• **Problems**
A. Reproduce the passage of the article on the JSE's winners and losers of 2017, starting at "The share performance" and ending at "investors in Phoenix.".
B. Answer these questions from the article on the JSE's winners and losers of 2017:
(i) By what percentage has the JSE All Share advanced this year?
(ii) What was African Phoenix formerly called?
(iii) What is the par value of the preference shares?
C. Continue the article on the JSE's winners and losers of 2017 from its final sentence.

• **Quoted text**
___
Moneyweb Investor JSE Rating - Tawana 3rd
What a cursory examination of the JSE’s swallows and salamanders of 2017 will tell you is that Naspers is not the best-performing stock of the year.
Having said that, it’s not difficult to see how its growth has been the biggest contributor to the 10.5% that the JSE All Share has advanced this year, well ahead of the 2.7% gain in 2016.
Looking at the swallows, what is clear is that there is no rising tide lifting all boats. Retailers are not trending, nor are quick service restaurants - once a favourite with investors. Instead we have a mixture of cheap shares that are being rerated; shares where there is corporate action or the possibility of corporate action; and shares with a good growth story, substantiated by recent trading updates.
And where there is a rising tide, for instance resurgent commodity prices are driving improved earnings, companies like Anglo Gold, Lonmin and East Plats are having a torrid time.
The year’s biggest winners and losers on the JSE
The salamanders are far more numerous than the swallows and provide visible evidence of an economy in distress. While small caps are feeling the sharpest losses, it is evident that mid caps, at the heart of the economy, are in distress.
Common themes among the salamanders include: exposure to the sluggish domestic economy, increased exposure to government business where margins are lower and getting paid is a dream, rand strength, and overpriced shares being derated as a result of slowing earnings growth.
The slow economy cannot be blamed for all ills. A theme that runs through some of these companies is poor management and poor decision-making. Arguably the likes of Taste, DAWN (prior to management changes), Basil Read, Stellar, Advanced Health and even Brait fall into this category.
A company that has run hard is not necessarily a buy at current levels. And the same goes for a company that has rerated, such as AdaptIT. Many of these companies are now offering value. It truly is a stock pickers market.
#1 & #4 African Phoenix
African Phoenix, formerly African Bank Investments (Abil), resumed trade in February after shares were suspended in August 2014 following curatorship proceedings instituted against African Bank. African Phoenix’s only operating entity is Stangen, once the insurance arm for African Bank.
The company’s assets include R1.8 billion in cash, a small insurance company called Stangen, and a R24 billion tax loss.
The share performance since listing has been driven by a rerating. “The shares were suspended at very low values and the business rescue practitioners did a good job preserving value,” says Andre Steyn, a director of Steyn Capital and one of the biggest investors in Phoenix.
The combined market value of the ordinary shares and preference shares is about R1.35 billion, well below the cash value of the business.
The reason for the discount lies in the fact that preference shareholders hold most of the capital in the business, but don’t get dividends; ordinary shareholders have most of the votes and have a say over the dividend rights of preference shareholders. For this reason, preference shares are trading well below par value of R85.
___
• **Stored rows**
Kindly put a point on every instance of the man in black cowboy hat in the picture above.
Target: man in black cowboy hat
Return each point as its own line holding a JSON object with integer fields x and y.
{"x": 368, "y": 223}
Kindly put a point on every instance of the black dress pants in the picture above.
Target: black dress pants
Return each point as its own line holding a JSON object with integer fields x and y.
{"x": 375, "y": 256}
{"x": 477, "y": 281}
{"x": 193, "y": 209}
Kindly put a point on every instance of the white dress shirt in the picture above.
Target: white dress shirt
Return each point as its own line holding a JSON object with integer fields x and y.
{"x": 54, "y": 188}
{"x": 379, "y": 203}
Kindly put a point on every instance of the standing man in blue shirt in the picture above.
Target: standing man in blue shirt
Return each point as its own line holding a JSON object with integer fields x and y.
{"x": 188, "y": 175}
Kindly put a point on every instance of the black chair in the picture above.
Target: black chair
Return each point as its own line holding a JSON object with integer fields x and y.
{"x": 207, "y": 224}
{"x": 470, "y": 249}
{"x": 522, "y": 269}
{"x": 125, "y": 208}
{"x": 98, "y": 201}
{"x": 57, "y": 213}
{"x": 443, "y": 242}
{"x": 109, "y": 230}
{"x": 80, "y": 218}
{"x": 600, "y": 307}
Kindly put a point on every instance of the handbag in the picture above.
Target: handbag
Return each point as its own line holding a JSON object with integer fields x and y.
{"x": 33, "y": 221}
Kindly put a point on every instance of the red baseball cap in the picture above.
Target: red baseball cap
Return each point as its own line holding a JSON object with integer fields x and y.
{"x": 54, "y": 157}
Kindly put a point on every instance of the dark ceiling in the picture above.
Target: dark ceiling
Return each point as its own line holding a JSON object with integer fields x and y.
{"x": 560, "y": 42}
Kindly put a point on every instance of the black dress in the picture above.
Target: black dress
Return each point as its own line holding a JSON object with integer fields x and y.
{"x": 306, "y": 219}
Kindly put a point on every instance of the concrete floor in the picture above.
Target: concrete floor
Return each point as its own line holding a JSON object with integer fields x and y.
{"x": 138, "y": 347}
___
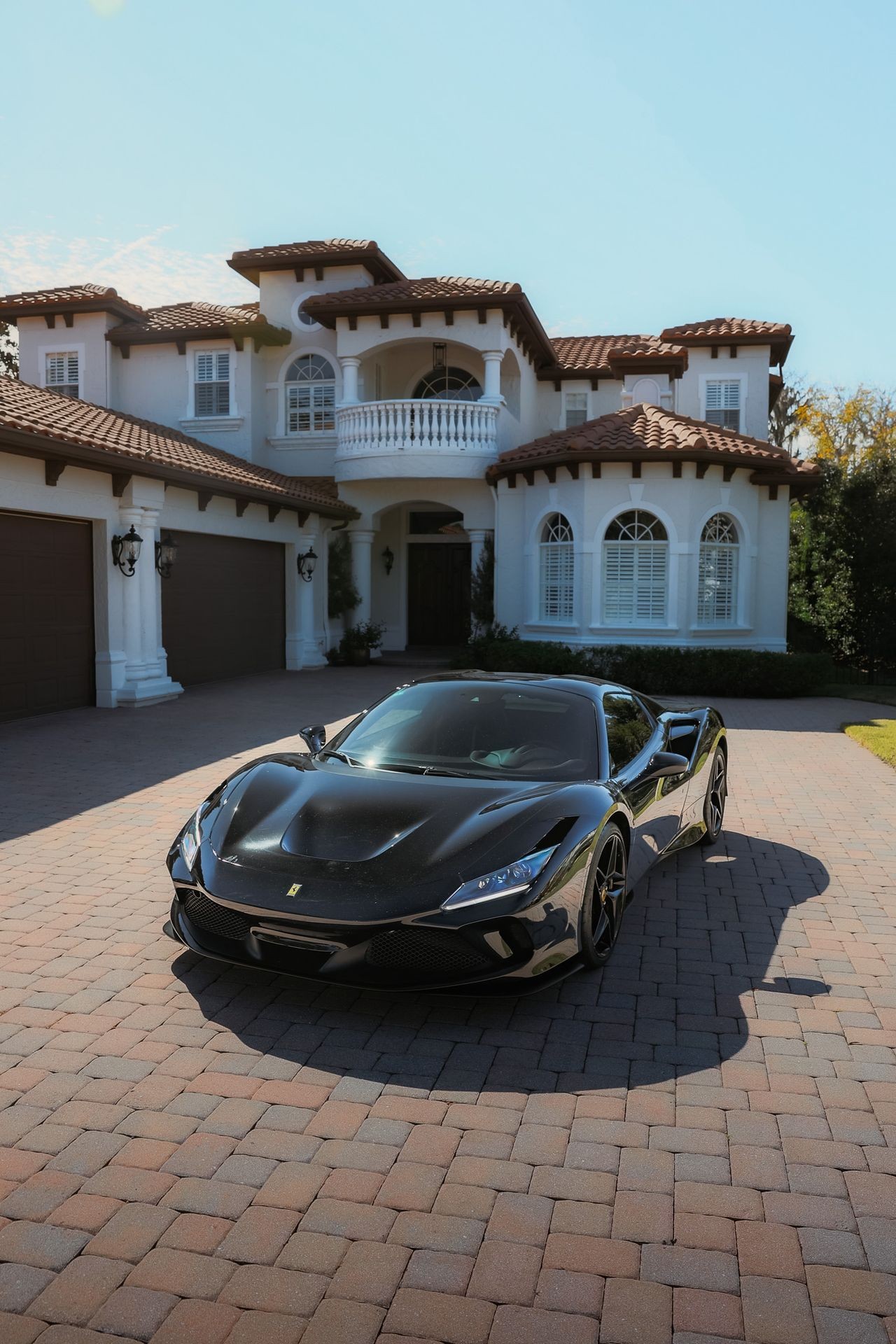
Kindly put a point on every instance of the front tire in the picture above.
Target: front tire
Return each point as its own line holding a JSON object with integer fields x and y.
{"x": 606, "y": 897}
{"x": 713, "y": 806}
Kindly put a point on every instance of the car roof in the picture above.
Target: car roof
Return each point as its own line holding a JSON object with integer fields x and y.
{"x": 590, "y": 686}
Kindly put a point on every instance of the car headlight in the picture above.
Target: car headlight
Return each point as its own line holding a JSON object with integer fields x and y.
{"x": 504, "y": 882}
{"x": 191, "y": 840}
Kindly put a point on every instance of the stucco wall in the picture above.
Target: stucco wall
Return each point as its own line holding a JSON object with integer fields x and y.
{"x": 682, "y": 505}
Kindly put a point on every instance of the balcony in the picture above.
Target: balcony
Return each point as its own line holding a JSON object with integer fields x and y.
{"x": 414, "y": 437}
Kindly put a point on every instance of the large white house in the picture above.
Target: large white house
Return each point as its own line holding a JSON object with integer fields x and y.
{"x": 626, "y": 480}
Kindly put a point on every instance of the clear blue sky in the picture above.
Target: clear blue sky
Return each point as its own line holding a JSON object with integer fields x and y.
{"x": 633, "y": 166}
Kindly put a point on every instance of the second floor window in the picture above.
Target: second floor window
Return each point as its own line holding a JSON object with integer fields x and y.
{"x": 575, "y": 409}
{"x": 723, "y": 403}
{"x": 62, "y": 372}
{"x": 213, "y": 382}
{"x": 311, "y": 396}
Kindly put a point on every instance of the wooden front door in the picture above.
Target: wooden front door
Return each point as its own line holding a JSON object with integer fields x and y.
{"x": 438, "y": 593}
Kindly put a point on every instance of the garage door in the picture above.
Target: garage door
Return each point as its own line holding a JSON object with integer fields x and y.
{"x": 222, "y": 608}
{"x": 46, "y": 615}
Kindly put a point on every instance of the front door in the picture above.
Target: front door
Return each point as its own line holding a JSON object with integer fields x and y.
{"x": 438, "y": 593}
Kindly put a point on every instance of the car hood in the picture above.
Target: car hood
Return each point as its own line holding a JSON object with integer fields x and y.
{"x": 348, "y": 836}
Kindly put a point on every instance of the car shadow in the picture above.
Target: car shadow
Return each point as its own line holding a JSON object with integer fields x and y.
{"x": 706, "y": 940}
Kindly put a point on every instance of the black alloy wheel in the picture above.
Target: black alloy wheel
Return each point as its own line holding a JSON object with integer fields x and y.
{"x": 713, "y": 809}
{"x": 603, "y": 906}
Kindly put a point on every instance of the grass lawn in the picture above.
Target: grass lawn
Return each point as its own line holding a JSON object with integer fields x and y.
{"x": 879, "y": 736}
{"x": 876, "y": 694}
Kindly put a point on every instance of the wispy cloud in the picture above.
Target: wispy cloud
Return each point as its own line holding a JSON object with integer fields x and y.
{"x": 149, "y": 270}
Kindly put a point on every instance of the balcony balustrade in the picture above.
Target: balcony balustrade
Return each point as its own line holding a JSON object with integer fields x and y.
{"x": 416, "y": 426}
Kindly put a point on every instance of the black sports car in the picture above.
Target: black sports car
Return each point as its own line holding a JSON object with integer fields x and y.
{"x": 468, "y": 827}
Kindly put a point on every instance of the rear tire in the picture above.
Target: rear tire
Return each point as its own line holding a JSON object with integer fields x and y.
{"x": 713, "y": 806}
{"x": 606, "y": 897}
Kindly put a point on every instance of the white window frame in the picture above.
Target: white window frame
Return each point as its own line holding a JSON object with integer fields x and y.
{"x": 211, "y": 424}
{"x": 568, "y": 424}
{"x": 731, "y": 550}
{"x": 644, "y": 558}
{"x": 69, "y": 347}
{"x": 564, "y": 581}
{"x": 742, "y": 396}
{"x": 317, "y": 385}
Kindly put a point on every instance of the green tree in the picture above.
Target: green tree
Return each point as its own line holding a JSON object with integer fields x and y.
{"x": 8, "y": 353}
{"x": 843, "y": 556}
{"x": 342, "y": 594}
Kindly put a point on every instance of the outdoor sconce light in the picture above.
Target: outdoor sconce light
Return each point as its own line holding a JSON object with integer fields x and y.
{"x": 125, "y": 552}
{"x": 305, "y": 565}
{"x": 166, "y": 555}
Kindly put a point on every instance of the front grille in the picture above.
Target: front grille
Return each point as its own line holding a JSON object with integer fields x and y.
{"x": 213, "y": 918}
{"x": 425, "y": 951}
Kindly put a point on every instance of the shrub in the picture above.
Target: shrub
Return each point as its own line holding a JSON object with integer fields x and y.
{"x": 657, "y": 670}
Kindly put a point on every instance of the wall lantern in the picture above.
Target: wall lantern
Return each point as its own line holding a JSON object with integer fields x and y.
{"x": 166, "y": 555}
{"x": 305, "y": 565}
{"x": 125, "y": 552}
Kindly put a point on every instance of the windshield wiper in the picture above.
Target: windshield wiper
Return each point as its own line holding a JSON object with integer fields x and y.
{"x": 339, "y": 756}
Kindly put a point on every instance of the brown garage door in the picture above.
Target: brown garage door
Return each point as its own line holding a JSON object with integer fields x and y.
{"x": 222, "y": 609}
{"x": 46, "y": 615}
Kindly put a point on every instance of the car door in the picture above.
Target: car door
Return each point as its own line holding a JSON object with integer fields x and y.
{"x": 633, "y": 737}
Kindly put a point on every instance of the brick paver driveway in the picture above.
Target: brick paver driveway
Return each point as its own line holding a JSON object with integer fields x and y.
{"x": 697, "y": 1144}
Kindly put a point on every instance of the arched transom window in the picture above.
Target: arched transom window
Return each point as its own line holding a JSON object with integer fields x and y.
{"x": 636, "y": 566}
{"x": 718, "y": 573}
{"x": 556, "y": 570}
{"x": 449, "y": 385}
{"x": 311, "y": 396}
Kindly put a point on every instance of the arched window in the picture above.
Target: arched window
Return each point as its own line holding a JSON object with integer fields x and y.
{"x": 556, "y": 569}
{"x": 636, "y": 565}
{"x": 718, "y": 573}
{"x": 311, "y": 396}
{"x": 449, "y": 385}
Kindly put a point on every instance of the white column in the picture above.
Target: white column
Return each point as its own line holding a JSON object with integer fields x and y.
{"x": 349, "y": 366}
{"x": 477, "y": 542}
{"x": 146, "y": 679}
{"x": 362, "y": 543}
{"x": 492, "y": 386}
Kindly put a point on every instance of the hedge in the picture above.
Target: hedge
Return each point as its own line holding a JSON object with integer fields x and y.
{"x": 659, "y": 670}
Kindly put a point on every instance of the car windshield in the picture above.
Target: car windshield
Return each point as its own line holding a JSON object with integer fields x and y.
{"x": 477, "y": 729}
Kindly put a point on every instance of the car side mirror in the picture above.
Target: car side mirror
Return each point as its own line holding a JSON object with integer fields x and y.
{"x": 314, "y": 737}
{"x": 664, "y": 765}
___
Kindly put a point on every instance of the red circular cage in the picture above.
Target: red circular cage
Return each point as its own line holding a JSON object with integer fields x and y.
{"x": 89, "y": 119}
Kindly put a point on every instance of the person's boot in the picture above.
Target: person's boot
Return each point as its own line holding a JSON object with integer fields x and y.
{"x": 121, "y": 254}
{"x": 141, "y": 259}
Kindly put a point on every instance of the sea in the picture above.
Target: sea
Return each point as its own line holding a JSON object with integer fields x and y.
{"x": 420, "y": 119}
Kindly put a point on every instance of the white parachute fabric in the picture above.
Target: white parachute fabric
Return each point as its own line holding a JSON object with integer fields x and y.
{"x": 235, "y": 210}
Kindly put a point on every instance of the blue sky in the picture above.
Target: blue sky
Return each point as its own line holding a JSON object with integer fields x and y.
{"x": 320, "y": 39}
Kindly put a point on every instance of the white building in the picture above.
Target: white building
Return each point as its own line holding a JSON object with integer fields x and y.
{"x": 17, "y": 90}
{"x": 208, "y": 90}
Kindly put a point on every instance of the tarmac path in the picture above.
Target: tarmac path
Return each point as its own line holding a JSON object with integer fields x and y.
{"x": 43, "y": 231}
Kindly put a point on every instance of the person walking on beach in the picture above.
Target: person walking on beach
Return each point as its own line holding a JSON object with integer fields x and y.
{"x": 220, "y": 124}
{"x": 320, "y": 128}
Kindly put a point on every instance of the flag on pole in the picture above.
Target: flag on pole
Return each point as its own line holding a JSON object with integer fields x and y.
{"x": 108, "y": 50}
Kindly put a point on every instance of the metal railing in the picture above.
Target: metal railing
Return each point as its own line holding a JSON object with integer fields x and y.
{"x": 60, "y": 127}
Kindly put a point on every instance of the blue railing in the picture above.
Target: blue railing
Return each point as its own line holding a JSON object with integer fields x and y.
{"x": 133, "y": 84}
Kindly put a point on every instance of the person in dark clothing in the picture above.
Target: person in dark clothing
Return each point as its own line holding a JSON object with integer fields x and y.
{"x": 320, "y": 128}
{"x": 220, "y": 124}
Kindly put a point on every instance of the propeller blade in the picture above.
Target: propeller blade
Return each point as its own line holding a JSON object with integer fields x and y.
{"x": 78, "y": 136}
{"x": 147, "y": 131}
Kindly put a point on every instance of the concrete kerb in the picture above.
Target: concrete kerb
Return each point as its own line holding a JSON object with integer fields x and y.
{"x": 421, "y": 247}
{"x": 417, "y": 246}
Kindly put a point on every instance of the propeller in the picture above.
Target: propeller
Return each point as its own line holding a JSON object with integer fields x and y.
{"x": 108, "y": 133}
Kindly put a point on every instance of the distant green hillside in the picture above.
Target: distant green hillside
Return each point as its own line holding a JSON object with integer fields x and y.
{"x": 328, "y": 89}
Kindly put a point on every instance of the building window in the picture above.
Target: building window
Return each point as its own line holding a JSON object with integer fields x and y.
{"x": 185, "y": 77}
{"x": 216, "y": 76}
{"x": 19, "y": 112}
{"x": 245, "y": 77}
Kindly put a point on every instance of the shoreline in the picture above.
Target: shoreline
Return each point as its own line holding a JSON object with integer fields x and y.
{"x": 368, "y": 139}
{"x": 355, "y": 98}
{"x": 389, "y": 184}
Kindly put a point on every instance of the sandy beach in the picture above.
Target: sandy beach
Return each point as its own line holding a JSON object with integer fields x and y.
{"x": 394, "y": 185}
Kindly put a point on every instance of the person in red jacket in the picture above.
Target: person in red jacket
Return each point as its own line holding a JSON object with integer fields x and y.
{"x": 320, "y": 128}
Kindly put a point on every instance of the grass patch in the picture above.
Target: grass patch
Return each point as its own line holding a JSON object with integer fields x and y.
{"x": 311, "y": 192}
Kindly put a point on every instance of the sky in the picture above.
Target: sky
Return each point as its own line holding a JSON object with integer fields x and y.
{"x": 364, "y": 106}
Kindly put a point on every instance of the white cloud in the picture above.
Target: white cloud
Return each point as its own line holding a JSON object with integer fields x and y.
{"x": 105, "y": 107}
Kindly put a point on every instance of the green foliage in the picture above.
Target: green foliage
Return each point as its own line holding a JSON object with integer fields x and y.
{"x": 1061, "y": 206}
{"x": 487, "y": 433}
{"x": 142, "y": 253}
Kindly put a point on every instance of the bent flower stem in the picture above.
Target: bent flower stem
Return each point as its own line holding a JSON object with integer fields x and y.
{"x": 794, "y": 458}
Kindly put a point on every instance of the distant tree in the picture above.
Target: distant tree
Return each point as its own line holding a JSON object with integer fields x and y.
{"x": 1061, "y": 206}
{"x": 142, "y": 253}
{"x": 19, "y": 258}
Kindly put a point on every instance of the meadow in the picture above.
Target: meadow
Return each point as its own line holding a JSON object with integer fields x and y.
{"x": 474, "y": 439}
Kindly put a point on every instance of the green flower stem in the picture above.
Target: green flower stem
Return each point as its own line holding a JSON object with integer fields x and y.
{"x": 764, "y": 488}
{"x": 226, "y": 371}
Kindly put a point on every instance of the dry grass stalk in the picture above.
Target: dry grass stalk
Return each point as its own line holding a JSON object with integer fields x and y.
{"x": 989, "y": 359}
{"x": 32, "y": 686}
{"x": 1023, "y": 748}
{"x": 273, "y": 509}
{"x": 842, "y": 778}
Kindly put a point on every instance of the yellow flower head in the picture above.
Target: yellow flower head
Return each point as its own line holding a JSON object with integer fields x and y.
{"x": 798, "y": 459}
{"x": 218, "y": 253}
___
• **Final results**
A.
The share performance since listing has been driven by a rerating. “The shares were suspended at very low values and the business rescue practitioners did a good job preserving value,” says Andre Steyn, a director of Steyn Capital and one of the biggest investors in Phoenix.

B.
(i) 10.5%
(ii) African Bank Investments (Abil)
(iii) R85

C.
“This is an investment holding company with a classic shareholders’ conflict of interest dilemma that needs to resolved, and some capital allocation decisions to make,” he says.
Ecsponent invests in companies that offer a range of financial services in South Africa, Botswana, Swaziland and Zambia. The company reported profit growth of over 200% and a surge in cash flow from operations in the 15 months to March. This strong growth is necessary to service the interest payments on its R5 billion preference share programme. While management is comfortable with its funding structure, it also plans to look at third party debt facilities to reduce the cost of capital.
#3 Tawana Resources
The JSE- and ASX-listed exploration firm hit pay dirt last year with the acquisition of several projects that will see it jointly explore for lithium and other minerals in Western Australia. Initial results have proven positive. Lithium is used in the batteries of electric cars.
#7 Murray & Roberts (M&R)
The restructured and refocused M&R anticipates improved results in the new financial year having transformed itself into a multinational engineering and construction group. It has settled its disputes related to the construction of the Gautrain, announced the closure of the Middle East business, and the increase of its stake in the Bombela Concession Company from 33% to 50%.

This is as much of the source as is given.